● **TO DO**
a - In the passage on facial measurement, copy everything from "Many congenital disorders" down to "in such testing." verbatim.
b - According to the passage on facial measurement, what have anesthesiologists suggested might be detectable from facial activity during surgery?

● **PAGE EXTRACT**
◇ ◇ ◇

Automation of facial measurements could provide the increased reliability, sensitivity, and precision needed to exploit the relationship between facial signs and neurological damage and lead to new insights and diagnostic methods.
Alteration in facial expression may be seen with medical disorders not normally viewed as neurological or psychiatric, such as asthma (Marx et al., 1986), hypertension (Schachter, 1957), conditions associated with pain (Vaughan & Lanzetta 1980; Prkachin & Mercer, 1989). Evaluation of either the production of or the response to facial expression in all these conditions requires measurement of the facial expression produced or presented.
Very recently, anesthesiologists have suggested that it might be possible to detect consciousness during surgery from facial activity. Although the patient experiences no pain and gross motor activity is paralyzed, patients have reported full recall of what was said and other activity in the room during an operation. Not knowing the patient was mentally alert has caused severe problems for both the patients and the medical teams and this provides yet another potential medical application for on-line monitoring of facial activity.
Many congenital disorders and in utero exposures (to prescribed, accidental, and recreational chemicals, as well as infections such as cytomegalovirus) lead to subtle or profound neurological and developmental dysfunction. A comprehensive battery of developmental markers by which to assess and address children's deficits is crucial, and evaluations dealing with production and reception of facial expression are certain to figure in such testing.

◇ ◇ ◇

● **COLLECTED MATERIAL**
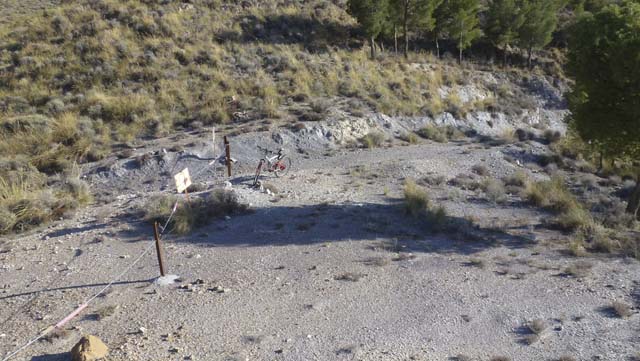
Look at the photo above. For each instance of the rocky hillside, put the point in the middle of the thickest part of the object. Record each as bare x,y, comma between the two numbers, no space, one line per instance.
78,81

◇ ◇ ◇

● **SOLUTIONS TO THE PROBLEMS**
a -
Many congenital disorders and in utero exposures (to prescribed, accidental, and recreational chemicals, as well as infections such as cytomegalovirus) lead to subtle or profound neurological and developmental dysfunction. A comprehensive battery of developmental markers by which to assess and address children's deficits is crucial, and evaluations dealing with production and reception of facial expression are certain to figure in such testing.

b - Consciousness.